■ What you need to do ■
Omit every picture, then return each line of the data below exactly.

Records excerpted from a collection
*** Block opens ***
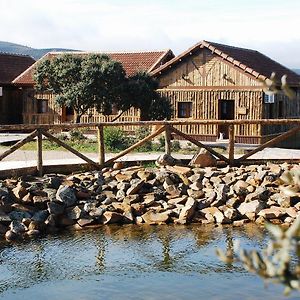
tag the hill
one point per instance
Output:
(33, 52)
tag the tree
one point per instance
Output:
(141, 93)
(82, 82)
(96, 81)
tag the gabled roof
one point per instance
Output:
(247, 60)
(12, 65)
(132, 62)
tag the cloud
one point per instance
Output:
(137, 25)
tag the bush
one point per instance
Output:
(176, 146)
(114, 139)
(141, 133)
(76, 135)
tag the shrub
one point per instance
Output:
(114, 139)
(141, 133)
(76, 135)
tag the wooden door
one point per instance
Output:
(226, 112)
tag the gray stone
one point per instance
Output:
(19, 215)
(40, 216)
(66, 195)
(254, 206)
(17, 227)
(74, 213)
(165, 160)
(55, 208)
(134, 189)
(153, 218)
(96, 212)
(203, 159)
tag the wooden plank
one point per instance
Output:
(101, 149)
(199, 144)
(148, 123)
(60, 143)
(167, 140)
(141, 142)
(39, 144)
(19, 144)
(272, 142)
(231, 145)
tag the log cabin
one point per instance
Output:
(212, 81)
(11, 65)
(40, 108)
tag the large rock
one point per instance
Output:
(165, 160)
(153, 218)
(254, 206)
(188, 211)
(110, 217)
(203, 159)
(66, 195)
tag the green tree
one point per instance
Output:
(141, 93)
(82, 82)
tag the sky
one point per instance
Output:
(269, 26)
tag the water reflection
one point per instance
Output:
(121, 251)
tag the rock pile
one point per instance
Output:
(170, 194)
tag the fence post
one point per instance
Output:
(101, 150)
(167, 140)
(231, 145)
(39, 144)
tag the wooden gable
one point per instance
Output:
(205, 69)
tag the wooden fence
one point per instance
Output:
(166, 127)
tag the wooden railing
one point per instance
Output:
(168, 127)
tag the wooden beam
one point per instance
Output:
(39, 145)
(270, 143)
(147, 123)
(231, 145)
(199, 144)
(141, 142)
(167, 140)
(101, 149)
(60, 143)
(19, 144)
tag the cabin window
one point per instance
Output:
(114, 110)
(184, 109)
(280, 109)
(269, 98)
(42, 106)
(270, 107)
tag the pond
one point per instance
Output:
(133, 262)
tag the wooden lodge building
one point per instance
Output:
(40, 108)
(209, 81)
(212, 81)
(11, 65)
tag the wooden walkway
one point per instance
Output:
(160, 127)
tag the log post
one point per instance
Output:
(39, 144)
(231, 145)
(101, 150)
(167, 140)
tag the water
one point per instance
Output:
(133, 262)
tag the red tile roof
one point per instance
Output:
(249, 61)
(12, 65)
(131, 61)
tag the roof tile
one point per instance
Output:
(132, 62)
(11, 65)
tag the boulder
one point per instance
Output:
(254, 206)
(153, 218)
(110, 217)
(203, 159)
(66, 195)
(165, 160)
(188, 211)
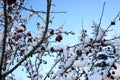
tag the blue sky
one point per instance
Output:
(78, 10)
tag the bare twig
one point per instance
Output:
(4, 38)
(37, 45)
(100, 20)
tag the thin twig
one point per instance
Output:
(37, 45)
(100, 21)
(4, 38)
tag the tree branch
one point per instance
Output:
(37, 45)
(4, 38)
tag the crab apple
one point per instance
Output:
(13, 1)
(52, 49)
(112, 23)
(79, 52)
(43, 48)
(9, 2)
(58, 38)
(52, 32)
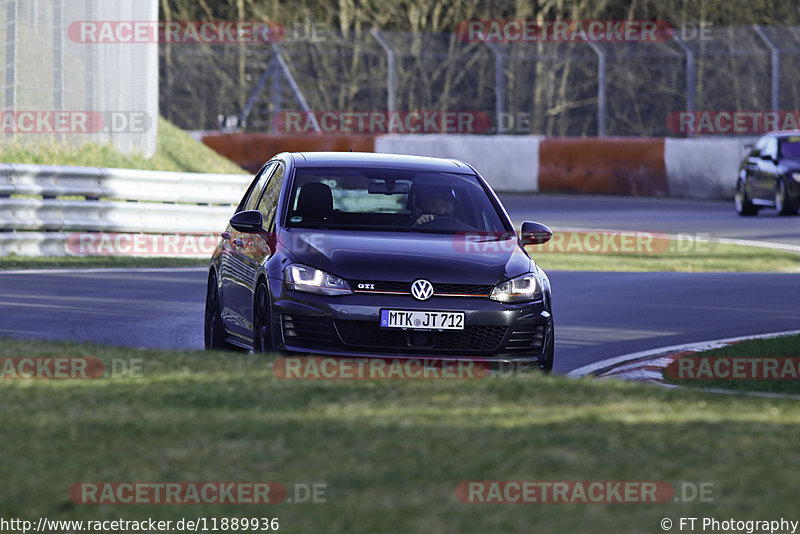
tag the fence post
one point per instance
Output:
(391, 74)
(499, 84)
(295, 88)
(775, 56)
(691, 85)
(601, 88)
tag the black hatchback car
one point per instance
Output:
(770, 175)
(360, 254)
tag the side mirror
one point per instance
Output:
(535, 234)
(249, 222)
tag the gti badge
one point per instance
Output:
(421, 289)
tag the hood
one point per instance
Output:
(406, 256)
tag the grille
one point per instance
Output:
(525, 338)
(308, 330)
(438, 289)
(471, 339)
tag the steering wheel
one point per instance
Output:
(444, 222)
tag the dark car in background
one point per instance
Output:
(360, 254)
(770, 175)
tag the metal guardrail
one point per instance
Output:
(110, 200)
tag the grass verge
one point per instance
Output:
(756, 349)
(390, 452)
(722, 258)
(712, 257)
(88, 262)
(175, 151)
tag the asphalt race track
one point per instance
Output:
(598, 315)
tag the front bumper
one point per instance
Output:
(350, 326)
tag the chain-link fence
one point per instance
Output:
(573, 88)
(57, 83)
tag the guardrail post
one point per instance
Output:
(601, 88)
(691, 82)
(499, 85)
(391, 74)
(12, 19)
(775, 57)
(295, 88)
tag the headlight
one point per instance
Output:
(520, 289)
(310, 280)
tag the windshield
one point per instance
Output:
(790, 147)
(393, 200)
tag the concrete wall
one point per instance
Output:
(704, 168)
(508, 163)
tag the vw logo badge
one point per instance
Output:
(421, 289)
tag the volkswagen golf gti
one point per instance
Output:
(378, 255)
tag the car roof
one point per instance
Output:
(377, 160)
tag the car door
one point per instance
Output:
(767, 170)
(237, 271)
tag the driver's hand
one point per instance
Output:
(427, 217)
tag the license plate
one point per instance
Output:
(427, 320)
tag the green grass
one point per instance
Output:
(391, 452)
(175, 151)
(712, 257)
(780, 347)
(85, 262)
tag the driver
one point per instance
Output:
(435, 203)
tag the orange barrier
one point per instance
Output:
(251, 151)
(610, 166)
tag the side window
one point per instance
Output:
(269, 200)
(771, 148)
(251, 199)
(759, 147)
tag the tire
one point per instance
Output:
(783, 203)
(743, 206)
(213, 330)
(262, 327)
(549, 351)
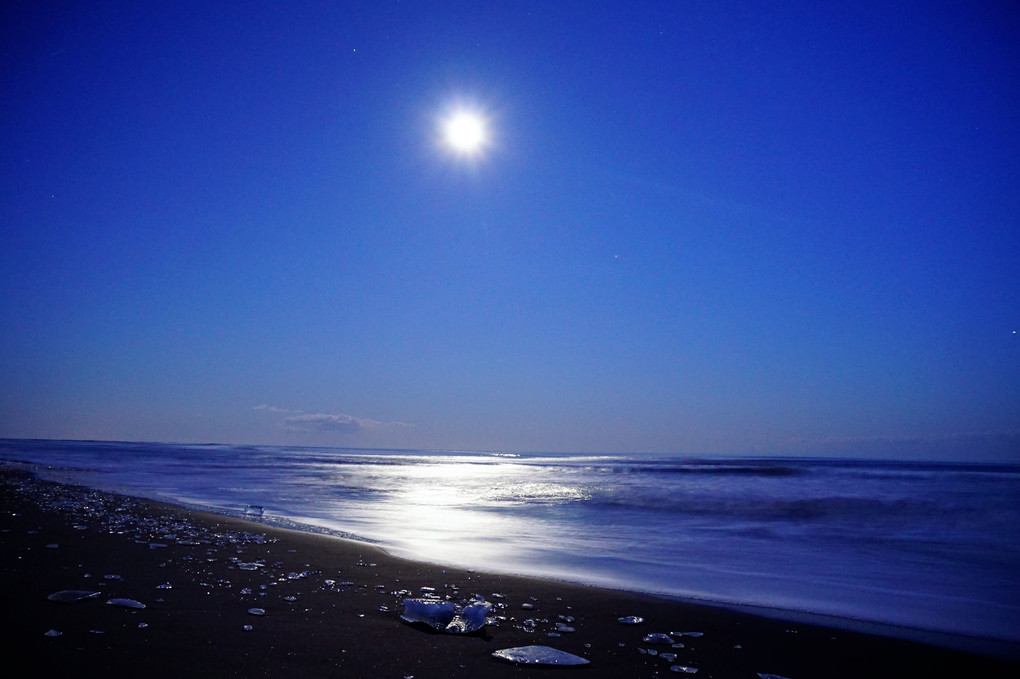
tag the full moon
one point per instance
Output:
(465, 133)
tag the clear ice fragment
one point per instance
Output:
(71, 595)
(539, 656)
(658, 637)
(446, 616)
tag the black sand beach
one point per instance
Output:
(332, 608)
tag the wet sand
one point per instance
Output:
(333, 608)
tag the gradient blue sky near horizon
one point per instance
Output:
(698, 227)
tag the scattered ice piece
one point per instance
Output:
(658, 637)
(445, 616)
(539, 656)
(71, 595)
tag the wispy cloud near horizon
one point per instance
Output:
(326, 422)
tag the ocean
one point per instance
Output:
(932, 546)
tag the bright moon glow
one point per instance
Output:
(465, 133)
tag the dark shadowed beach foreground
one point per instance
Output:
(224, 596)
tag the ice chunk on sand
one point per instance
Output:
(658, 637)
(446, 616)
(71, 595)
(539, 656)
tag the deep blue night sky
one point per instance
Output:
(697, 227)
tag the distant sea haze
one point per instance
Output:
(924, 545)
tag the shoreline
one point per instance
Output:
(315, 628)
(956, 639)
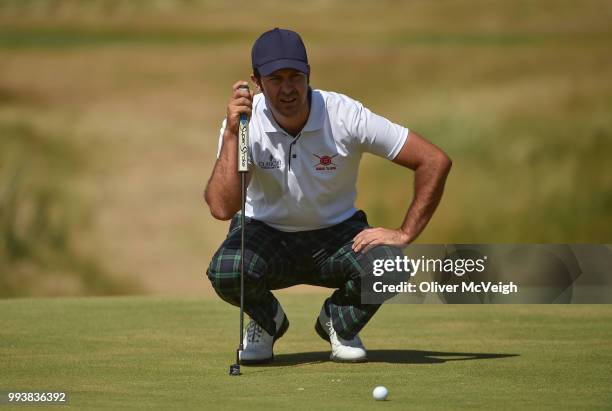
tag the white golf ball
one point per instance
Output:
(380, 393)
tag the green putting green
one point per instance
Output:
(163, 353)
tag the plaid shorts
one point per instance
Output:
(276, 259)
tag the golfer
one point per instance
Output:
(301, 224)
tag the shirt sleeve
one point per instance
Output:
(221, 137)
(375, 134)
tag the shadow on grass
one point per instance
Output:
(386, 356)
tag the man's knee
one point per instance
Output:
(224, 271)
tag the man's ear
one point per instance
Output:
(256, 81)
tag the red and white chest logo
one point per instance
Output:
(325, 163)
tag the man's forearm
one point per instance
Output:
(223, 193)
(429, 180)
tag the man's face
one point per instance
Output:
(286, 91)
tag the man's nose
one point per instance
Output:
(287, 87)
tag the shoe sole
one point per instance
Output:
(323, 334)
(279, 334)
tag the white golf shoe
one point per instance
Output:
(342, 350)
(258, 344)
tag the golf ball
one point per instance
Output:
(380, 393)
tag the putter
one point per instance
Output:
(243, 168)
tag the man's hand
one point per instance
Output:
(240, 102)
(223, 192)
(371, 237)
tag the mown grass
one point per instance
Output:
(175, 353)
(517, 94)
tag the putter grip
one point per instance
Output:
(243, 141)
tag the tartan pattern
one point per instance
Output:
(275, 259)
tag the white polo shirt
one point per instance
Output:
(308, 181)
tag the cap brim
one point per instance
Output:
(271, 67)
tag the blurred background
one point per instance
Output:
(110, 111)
*** Block closes ***
■ Reply ■
tag the hill
one point per instance
Output:
(33, 52)
tag the tree
one point per instance
Output:
(141, 93)
(82, 82)
(96, 81)
tag the gabled roof
one point per instance
Output:
(247, 60)
(12, 65)
(132, 62)
tag the cloud
one point per instance
Output:
(137, 25)
tag the bush
one point per instance
Output:
(176, 146)
(114, 139)
(141, 133)
(76, 135)
tag the shrub
one point per instance
Output:
(114, 139)
(141, 133)
(76, 135)
tag the wooden door
one point per instance
Output:
(226, 112)
tag the gray stone
one point per instance
Output:
(19, 215)
(40, 216)
(66, 195)
(254, 206)
(17, 227)
(74, 213)
(165, 160)
(55, 208)
(134, 189)
(153, 218)
(96, 212)
(203, 159)
tag the wooden plank
one point per instance
Output:
(101, 149)
(199, 144)
(148, 123)
(60, 143)
(167, 140)
(141, 142)
(39, 144)
(19, 144)
(272, 142)
(231, 145)
tag the log cabin
one point per instance
Output:
(212, 81)
(11, 65)
(40, 108)
tag the large rock
one point per instance
Output:
(165, 160)
(153, 218)
(254, 206)
(188, 211)
(110, 217)
(203, 159)
(66, 195)
tag the green tree
one point per instance
Output:
(141, 93)
(82, 82)
tag the sky
one point per instance
Output:
(269, 26)
tag the water reflection
one point per instance
Output:
(121, 251)
tag the rock pile
one point per instance
Output:
(170, 194)
tag the fence post
one point per instance
Output:
(101, 150)
(167, 140)
(231, 145)
(39, 144)
tag the wooden gable
one point per instance
Output:
(205, 69)
tag the wooden fence
one point per instance
Output:
(166, 127)
tag the wooden railing
one point per instance
Output:
(168, 127)
tag the wooden beam
one point per instance
Output:
(39, 145)
(270, 143)
(147, 123)
(231, 145)
(199, 144)
(141, 142)
(167, 140)
(101, 149)
(60, 143)
(19, 144)
tag the cabin window
one point per instance
Output:
(114, 110)
(184, 109)
(280, 109)
(269, 98)
(42, 106)
(270, 107)
tag the pond
one point per instance
Output:
(133, 262)
tag the wooden lodge building
one point per instance
Output:
(40, 108)
(209, 81)
(212, 81)
(11, 65)
tag the wooden walkway
one point per instance
Output:
(160, 127)
tag the log post
one point per instance
Output:
(39, 144)
(231, 145)
(101, 150)
(167, 140)
tag the water
one point per instance
Output:
(133, 262)
tag the red tile roof
one point per instance
Output:
(249, 61)
(12, 65)
(131, 61)
tag the roof tile
one point per instance
Output:
(132, 62)
(11, 65)
tag the boulder
one point per instance
Output:
(254, 206)
(153, 218)
(110, 217)
(203, 159)
(66, 195)
(165, 160)
(188, 211)
tag the blue sky
one point per instance
Output:
(78, 10)
tag the bare twig
one point per instance
Output:
(4, 38)
(37, 45)
(100, 20)
tag the thin twig
one point per instance
Output:
(37, 45)
(100, 21)
(4, 38)
tag the tree branch
one point per instance
Output:
(37, 45)
(4, 38)
tag the crab apple
one point per instance
Output:
(13, 1)
(52, 49)
(112, 23)
(79, 52)
(43, 48)
(9, 2)
(58, 38)
(52, 32)
tag the fence post
one point per instance
Output:
(391, 74)
(499, 84)
(295, 88)
(775, 56)
(691, 85)
(601, 88)
tag the black hatchback car
one point per instance
Output:
(770, 175)
(360, 254)
tag the side mirror
one point per instance
Output:
(535, 234)
(249, 222)
tag the gti badge
one point per instance
Output:
(421, 289)
tag the hood
one point per instance
Output:
(406, 256)
tag the grille
one point per instance
Output:
(525, 338)
(308, 330)
(438, 289)
(471, 339)
tag the steering wheel
one point per instance
Output:
(444, 222)
tag the dark car in background
one point per instance
Output:
(360, 254)
(770, 175)
tag the metal guardrail
one point per instance
Output:
(110, 200)
tag the grass verge
one point per instance
Output:
(756, 349)
(390, 452)
(722, 258)
(712, 257)
(88, 262)
(175, 151)
tag the asphalt race track
one point per instance
Output:
(598, 315)
tag the front bumper
one point per instance
Output:
(350, 326)
tag the chain-link fence
one point per instance
Output:
(573, 88)
(57, 83)
tag the guardrail post
one point per instance
Output:
(601, 88)
(691, 82)
(499, 85)
(391, 74)
(12, 19)
(775, 57)
(295, 88)
tag the headlight
one point per instance
Output:
(520, 289)
(310, 280)
tag the windshield
one point per instance
Output:
(790, 147)
(393, 200)
tag the concrete wall
one point per instance
Output:
(704, 168)
(508, 163)
tag the vw logo badge
one point per instance
Output:
(421, 289)
tag the volkswagen golf gti
one point per instance
Output:
(378, 255)
tag the car roof
one point per instance
Output:
(377, 160)
tag the car door
one point per instance
Output:
(767, 170)
(237, 271)
tag the driver's hand
one point per instance
Output:
(427, 217)
tag the license plate
one point per instance
Output:
(427, 320)
tag the green grass
one point per instance
Output:
(391, 452)
(175, 151)
(712, 257)
(780, 347)
(85, 262)
tag the driver
one point per instance
Output:
(435, 203)
tag the orange barrier
one point per instance
Output:
(251, 151)
(610, 166)
tag the side window
one point per instance
Output:
(269, 200)
(771, 148)
(251, 199)
(759, 147)
tag the tire
one point per instance
Output:
(783, 203)
(743, 206)
(213, 330)
(262, 327)
(549, 351)
tag the full moon
one point per instance
Output:
(465, 133)
tag the clear ice fragment
one point per instance
Output:
(71, 595)
(539, 656)
(658, 637)
(446, 616)
tag the black sand beach
one point per instance
Output:
(332, 608)
tag the wet sand
one point per instance
Output:
(333, 608)
tag the gradient blue sky near horizon
one point per instance
Output:
(698, 227)
tag the scattered ice piece
one point per instance
Output:
(658, 637)
(445, 616)
(539, 656)
(71, 595)
tag the wispy cloud near horizon
one point per instance
Output:
(326, 422)
tag the ocean
one point per instance
Output:
(932, 546)
tag the bright moon glow
one point per instance
Output:
(465, 133)
tag the dark shadowed beach foreground
one point per instance
Output:
(224, 596)
tag the ice chunk on sand
one point per instance
Output:
(658, 637)
(446, 616)
(71, 595)
(539, 656)
tag the deep blue night sky
one point per instance
Output:
(697, 227)
tag the distant sea haze
one point per instance
Output:
(924, 545)
tag the shoreline
one point per instance
Output:
(315, 628)
(956, 639)
tag the white golf ball
one point per instance
Output:
(380, 393)
tag the green putting green
one point per instance
Output:
(163, 353)
tag the plaid shorts
one point per instance
Output:
(276, 259)
tag the golfer
one point per instance
Output:
(301, 224)
tag the shirt sleeve
one point per instance
Output:
(221, 137)
(375, 134)
tag the shadow on grass
one point per instance
Output:
(386, 356)
tag the man's knee
one point per instance
Output:
(224, 271)
tag the man's ear
one point per instance
Output:
(256, 81)
tag the red and white chest logo
one point per instance
Output:
(325, 163)
tag the man's forearm
one point per instance
Output:
(223, 193)
(429, 180)
tag the man's face
one point per instance
Output:
(286, 91)
tag the man's nose
one point per instance
Output:
(287, 87)
tag the shoe sole
one point per instance
Output:
(323, 334)
(279, 334)
tag the white golf shoe
one point per instance
Output:
(342, 350)
(258, 344)
tag the golf ball
one point per instance
Output:
(380, 393)
tag the putter
one point per instance
Output:
(243, 168)
tag the man's hand
one point per instance
Output:
(240, 102)
(223, 192)
(371, 237)
tag the mown grass
one point per instance
Output:
(175, 353)
(517, 94)
tag the putter grip
one point per instance
Output:
(243, 141)
tag the tartan pattern
one point per instance
Output:
(275, 259)
tag the white polo shirt
one point per instance
Output:
(308, 181)
tag the cap brim
one point per instance
Output:
(271, 67)
tag the blurred background
one point per instance
Output:
(110, 111)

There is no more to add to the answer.